◆ **WHAT IS EXPECTED**
Copy out the records in full, word for word, without pictures.

+++

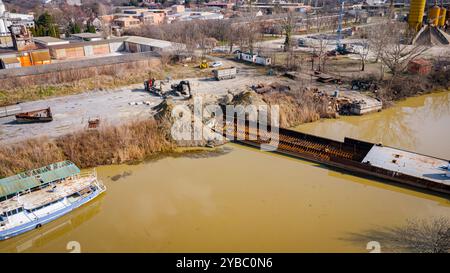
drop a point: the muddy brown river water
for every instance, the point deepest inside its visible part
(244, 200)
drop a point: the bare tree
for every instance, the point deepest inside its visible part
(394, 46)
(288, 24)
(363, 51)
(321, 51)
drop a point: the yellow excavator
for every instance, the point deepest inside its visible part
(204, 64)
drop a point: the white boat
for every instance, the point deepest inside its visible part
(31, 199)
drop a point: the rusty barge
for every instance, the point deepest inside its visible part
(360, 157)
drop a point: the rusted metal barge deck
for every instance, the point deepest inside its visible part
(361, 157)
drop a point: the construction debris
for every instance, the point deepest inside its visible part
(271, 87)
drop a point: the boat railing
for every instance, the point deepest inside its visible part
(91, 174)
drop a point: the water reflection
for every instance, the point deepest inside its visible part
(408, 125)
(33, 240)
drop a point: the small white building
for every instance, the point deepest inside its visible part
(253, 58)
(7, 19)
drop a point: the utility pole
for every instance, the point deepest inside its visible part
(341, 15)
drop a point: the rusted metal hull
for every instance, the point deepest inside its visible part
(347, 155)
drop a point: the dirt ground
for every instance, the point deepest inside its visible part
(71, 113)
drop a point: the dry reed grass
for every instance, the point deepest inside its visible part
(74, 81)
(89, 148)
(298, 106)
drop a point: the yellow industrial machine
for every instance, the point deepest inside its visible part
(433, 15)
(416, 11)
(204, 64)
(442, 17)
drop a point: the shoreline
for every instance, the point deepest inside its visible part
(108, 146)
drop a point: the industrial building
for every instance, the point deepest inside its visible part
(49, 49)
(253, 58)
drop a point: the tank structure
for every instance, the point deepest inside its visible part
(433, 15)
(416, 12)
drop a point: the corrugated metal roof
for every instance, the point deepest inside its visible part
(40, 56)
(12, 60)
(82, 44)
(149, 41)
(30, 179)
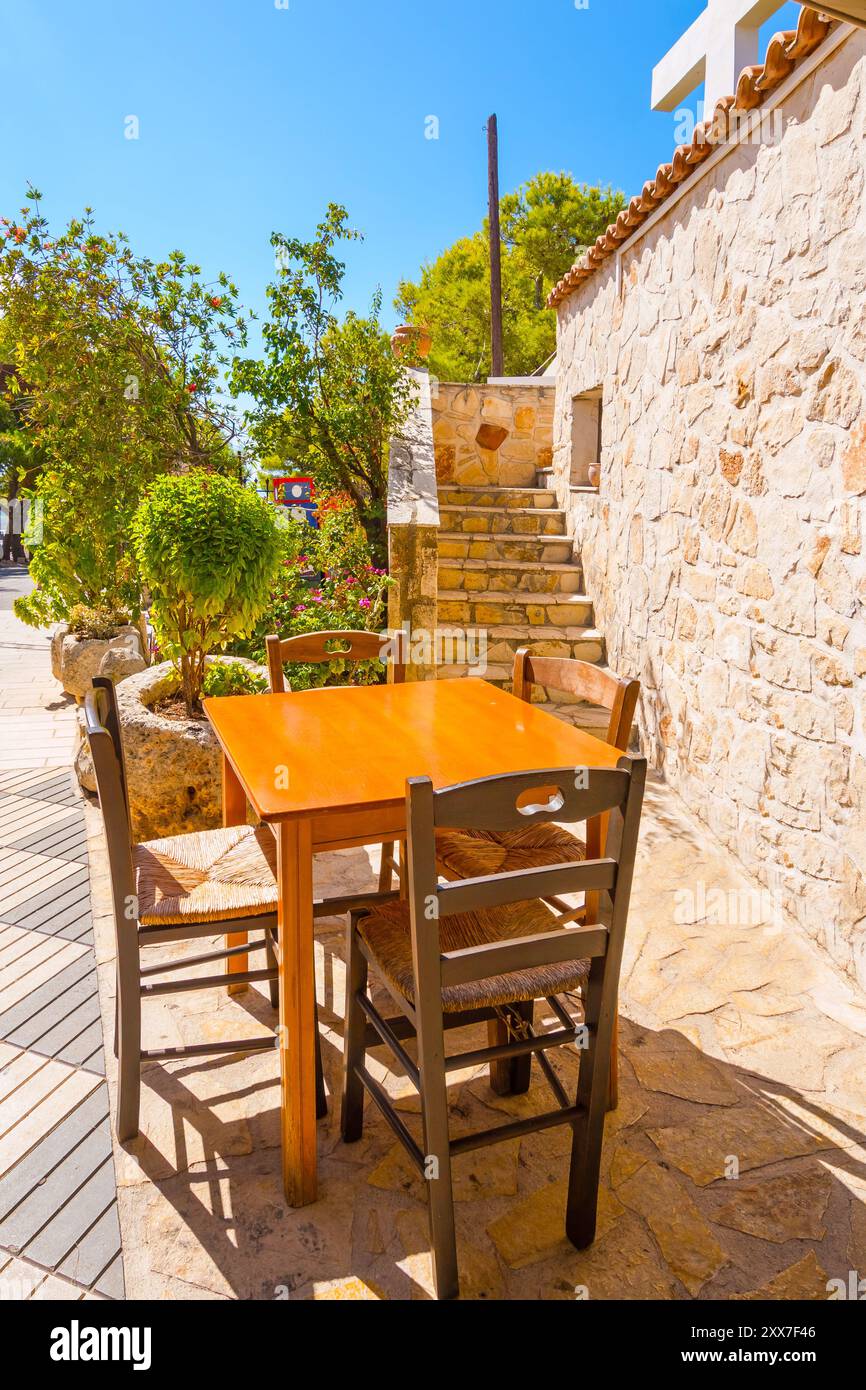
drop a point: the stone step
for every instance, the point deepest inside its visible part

+++

◆ **RESULT OF THE TASK**
drop a point: the muddy brown river water
for every instance, the point deepest inside its visible part
(244, 200)
drop a point: the bare tree
for every instance, the point deepest inside its visible part
(394, 46)
(288, 24)
(363, 51)
(321, 51)
drop a point: the yellow excavator
for every instance, the point deepest inside its visible part
(204, 64)
drop a point: the white boat
for every instance, the point deepest inside its visible part
(31, 199)
drop a point: the rusty barge
for every instance, the point deepest inside its visible part
(360, 157)
drop a point: the rusted metal barge deck
for every instance, the point deepest inside its visible part
(361, 157)
drop a point: the construction debris
for every instance, the point deepest inside its visible part
(271, 87)
drop a point: the boat railing
for every instance, the point deepest inside its visible part
(91, 174)
drop a point: the water reflection
for every instance, the point deepest inside its visible part
(408, 125)
(33, 240)
drop a point: the small white building
for every instance, the point deepest inside its visible part
(253, 58)
(7, 19)
drop a point: the utility pole
for every instance, the point deepest inside its visible part
(341, 15)
drop a point: the rusted metal hull
for every instance, the point deepest inside its visible part
(347, 155)
drop a point: the dirt ground
for every instance, the point deepest inside its visible part
(71, 113)
drop a point: the dry reed grass
for every instance, the point deepest inside its visible part
(74, 81)
(89, 148)
(298, 106)
drop a point: the yellow industrial machine
for every instance, the point deepest inside its visible part
(433, 15)
(416, 11)
(204, 64)
(442, 17)
drop a point: the shoreline
for every instance, the point deepest inside its visible part
(108, 146)
drop a point: the industrial building
for every instance, the point deepest inside its visible part
(49, 49)
(253, 58)
drop a point: the tank structure
for every instance, the point deepest inside its visible part
(433, 15)
(416, 12)
drop a point: the corrugated metal roof
for every instance, the point deepest inside its visible part
(40, 56)
(12, 60)
(82, 44)
(149, 41)
(30, 179)
drop a point: the stone step
for every instance, the point deepest inside its visible part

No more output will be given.